- TEXTE SOURCE:
★ ★ ★ ★ ★ ★ ★

Dans notre histoire l'utilisation des produits végétaux disponibles s'est faite au fur et à mesure de l'évolution des courants d'échanges. L’Europe étant naturellement reliée à l'Asie, c'est de  ce continent que sont venus les premiers apports, puis avec l'Afrique et enfin avec l'Amérique, dernier continent découvert. Si l'on doit à l'Amérique, et en particulier à sa partie sud, des introductions majeures pour notre alimentation, comme la pomme de terre, les tomates les haricots, le maïs, ce continent révèle par ailleurs  une richesse floristique inégalée dont nous vous donnons un exemple ci-dessous : le lapacho ou Pau d’arco, un  arbre tropical de la forêt pluvieuse.

★ ★ ★ ★ ★ ★ ★

- LISTE EXTRAITE:
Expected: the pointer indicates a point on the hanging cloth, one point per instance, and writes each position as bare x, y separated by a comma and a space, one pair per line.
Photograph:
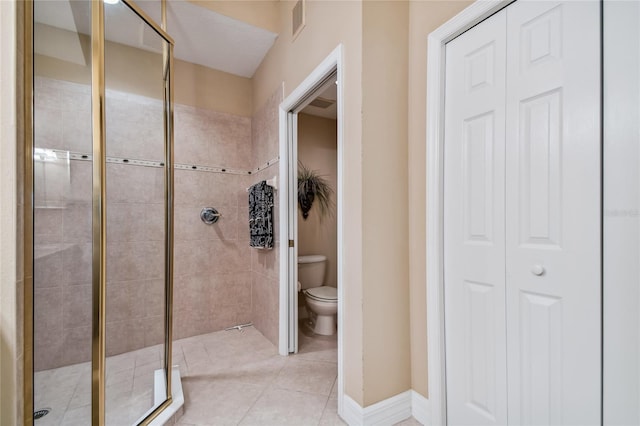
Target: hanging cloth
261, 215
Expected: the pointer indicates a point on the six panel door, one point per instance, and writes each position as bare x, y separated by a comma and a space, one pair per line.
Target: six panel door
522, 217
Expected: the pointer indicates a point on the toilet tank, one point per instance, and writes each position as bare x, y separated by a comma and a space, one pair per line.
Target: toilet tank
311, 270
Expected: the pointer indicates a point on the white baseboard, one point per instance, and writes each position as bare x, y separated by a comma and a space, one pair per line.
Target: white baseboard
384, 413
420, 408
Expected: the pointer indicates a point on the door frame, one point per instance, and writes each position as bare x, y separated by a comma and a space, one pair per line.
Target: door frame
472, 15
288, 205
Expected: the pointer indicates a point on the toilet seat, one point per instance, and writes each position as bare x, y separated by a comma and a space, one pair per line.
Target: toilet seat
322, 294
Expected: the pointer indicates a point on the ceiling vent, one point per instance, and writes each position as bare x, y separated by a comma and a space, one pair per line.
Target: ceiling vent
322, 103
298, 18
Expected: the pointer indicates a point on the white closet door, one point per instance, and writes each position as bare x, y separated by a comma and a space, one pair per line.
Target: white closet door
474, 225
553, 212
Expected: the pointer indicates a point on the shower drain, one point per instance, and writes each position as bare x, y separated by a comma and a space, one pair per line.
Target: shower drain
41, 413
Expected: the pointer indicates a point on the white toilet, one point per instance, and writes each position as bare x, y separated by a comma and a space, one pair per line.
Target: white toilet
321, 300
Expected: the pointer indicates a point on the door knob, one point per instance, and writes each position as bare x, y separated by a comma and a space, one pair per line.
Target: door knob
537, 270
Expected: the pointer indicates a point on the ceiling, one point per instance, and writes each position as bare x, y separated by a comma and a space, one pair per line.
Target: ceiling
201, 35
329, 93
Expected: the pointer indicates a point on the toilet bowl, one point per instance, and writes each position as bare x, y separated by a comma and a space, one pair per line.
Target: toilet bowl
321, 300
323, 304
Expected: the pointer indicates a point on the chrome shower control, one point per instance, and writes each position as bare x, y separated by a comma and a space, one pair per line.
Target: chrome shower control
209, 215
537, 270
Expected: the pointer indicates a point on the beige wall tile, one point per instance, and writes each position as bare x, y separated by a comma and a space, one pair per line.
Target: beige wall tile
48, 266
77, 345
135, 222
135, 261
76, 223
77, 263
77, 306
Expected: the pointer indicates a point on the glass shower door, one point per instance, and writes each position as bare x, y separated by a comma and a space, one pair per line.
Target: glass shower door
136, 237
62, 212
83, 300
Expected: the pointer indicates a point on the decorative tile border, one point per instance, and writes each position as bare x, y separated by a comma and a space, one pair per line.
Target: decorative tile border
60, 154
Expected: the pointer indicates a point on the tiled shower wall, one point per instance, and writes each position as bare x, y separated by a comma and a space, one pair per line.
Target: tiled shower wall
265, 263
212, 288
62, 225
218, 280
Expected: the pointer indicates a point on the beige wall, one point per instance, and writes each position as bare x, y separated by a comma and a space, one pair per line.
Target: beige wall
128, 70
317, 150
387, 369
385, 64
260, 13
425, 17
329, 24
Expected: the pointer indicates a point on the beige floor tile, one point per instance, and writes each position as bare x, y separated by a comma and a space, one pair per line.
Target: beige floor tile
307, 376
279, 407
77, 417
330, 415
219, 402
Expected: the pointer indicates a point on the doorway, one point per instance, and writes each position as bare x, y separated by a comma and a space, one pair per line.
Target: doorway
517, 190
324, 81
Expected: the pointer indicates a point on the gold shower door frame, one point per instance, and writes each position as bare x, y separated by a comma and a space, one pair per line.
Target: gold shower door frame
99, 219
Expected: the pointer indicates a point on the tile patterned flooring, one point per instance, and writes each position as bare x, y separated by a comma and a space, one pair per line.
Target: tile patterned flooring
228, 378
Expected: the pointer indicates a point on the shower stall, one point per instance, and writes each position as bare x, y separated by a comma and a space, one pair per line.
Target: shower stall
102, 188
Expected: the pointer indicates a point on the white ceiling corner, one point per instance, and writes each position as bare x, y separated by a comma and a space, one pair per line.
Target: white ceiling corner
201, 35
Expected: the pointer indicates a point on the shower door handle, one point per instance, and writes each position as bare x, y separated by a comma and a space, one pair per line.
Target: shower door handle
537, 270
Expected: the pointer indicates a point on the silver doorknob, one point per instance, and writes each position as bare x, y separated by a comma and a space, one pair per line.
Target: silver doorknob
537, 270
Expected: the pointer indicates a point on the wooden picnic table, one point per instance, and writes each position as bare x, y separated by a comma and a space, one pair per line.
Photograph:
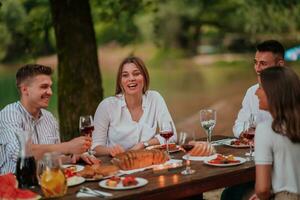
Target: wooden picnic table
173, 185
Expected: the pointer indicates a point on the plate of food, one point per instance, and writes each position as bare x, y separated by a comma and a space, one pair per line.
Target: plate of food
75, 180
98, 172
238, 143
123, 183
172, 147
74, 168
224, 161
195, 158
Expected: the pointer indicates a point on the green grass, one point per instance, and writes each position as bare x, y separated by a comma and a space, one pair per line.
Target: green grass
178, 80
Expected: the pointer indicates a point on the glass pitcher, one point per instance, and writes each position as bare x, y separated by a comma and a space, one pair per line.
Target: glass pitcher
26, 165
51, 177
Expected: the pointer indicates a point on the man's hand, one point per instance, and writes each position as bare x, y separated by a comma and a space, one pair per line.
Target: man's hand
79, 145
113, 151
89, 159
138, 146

★ ★ ★ ★ ★ ★ ★

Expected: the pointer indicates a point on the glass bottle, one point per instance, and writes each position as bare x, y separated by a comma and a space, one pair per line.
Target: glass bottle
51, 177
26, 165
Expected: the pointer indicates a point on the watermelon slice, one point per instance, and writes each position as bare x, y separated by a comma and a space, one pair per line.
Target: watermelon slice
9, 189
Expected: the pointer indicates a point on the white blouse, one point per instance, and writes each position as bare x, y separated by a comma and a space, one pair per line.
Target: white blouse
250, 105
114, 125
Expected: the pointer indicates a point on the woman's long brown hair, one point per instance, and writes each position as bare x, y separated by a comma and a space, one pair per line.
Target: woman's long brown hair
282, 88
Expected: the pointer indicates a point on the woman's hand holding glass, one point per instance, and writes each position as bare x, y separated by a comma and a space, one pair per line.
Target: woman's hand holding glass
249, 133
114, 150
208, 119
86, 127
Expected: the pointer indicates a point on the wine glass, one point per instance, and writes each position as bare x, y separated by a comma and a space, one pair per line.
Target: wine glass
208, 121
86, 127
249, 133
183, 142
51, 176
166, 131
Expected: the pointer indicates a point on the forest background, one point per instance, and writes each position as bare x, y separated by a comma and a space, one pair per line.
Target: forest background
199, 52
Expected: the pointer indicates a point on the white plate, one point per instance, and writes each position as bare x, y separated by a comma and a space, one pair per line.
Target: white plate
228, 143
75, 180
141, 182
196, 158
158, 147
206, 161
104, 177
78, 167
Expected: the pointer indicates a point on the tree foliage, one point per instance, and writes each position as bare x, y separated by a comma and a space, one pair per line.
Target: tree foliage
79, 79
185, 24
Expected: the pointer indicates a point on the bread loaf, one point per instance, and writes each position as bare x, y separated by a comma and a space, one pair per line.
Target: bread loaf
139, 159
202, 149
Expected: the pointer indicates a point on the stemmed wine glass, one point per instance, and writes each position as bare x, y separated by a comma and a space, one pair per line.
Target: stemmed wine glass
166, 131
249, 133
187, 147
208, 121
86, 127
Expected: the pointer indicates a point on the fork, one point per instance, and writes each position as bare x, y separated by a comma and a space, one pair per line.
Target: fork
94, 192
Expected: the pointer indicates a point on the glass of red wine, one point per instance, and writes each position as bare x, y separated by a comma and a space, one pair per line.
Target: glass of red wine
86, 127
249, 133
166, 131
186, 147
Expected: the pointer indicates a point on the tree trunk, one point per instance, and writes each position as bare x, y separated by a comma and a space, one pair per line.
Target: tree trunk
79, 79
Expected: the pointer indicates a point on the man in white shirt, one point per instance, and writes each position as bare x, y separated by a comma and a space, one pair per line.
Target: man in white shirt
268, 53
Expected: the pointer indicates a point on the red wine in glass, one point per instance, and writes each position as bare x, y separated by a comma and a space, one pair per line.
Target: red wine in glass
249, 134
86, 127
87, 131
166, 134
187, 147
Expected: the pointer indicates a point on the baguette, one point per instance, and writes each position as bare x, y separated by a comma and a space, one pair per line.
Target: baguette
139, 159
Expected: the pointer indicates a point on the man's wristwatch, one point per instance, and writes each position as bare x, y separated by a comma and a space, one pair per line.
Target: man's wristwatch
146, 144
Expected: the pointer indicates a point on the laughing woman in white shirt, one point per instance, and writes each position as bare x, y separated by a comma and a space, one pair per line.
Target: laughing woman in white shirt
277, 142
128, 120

★ ★ ★ ★ ★ ★ ★

- PROBLÈME À RÉSOUDRE:
Réécrivez le passage sur les produits végétaux en commençant par « Dans notre histoire » et en allant jusqu'à « la forêt pluvieuse. », avec « forêt pluvieuse » remplacé par « forêt humide ».

- PROBLÈME RÉSOLU:
Dans notre histoire l'utilisation des produits végétaux disponibles s'est faite au fur et à mesure de l'évolution des courants d'échanges. L’Europe étant naturellement reliée à l'Asie, c'est de  ce continent que sont venus les premiers apports, puis avec l'Afrique et enfin avec l'Amérique, dernier continent découvert. Si l'on doit à l'Amérique, et en particulier à sa partie sud, des introductions majeures pour notre alimentation, comme la pomme de terre, les tomates les haricots, le maïs, ce continent révèle par ailleurs  une richesse floristique inégalée dont nous vous donnons un exemple ci-dessous : le lapacho ou Pau d’arco, un  arbre tropical de la forêt humide.